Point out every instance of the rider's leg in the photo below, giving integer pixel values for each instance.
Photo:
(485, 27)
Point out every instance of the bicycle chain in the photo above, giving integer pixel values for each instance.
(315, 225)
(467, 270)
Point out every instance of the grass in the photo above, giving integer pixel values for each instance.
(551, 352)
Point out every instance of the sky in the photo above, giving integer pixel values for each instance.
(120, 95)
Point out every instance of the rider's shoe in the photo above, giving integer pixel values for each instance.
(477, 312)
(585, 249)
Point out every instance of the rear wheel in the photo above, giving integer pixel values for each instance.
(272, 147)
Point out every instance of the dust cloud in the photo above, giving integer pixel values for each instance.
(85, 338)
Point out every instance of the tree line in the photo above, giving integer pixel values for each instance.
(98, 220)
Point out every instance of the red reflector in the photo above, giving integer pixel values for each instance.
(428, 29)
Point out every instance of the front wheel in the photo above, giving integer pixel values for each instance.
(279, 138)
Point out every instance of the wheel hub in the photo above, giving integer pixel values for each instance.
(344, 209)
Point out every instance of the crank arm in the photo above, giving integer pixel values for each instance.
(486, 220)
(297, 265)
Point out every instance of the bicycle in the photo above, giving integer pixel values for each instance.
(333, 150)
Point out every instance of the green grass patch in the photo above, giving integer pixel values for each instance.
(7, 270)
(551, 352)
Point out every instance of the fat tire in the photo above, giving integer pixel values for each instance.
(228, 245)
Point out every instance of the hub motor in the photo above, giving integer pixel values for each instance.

TASK DIRECTIONS
Provide all the records again, word for word.

THE ANSWER
Point out every instance of the rider's leg in the photo below, giving integer pixel values for each instance.
Photo:
(485, 27)
Point out every instance of the bicycle chain in the photo above, giving integer pixel values for each instance.
(315, 225)
(467, 270)
Point out every instance of the grass in the photo above, giving integer pixel values for each instance.
(551, 352)
Point out every instance of the sky in the photo above, giving integer pixel values for each instance.
(120, 95)
Point out every instance of the rider's shoe in the photo above, giving integer pixel values for each instance.
(477, 312)
(585, 249)
Point out every instance of the rear wheel in the photo above, giving integer pixel values for each instance.
(272, 147)
Point out every instance of the dust cloud in the photo above, giving integer pixel values for each instance.
(85, 338)
Point out every instance of the tree line in the photo above, giving integer pixel values for each instance.
(98, 220)
Point out every instance of the red reflector in the photo above, giving integer pixel values for each instance.
(428, 29)
Point out every instance of the front wheel in the photo above, giving integer pixel values for each instance.
(279, 138)
Point out every instance of the wheel hub in the photo above, giving integer pixel values for each instance.
(344, 209)
Point out every instance of the crank arm in the photo above, giving integer pixel values for each instance.
(486, 220)
(297, 265)
Point out every instance of the bicycle in the photo above, giving integer pixel values for each instance.
(333, 150)
Point out every instance of the green grass patch in the photo above, giving integer pixel values for each instance.
(7, 270)
(551, 352)
Point out every instance of the fat tire in the photo above, giving integer pixel values for each instance.
(228, 245)
Point out every instance of the hub motor in the photo above, giving integer pixel values for each instance.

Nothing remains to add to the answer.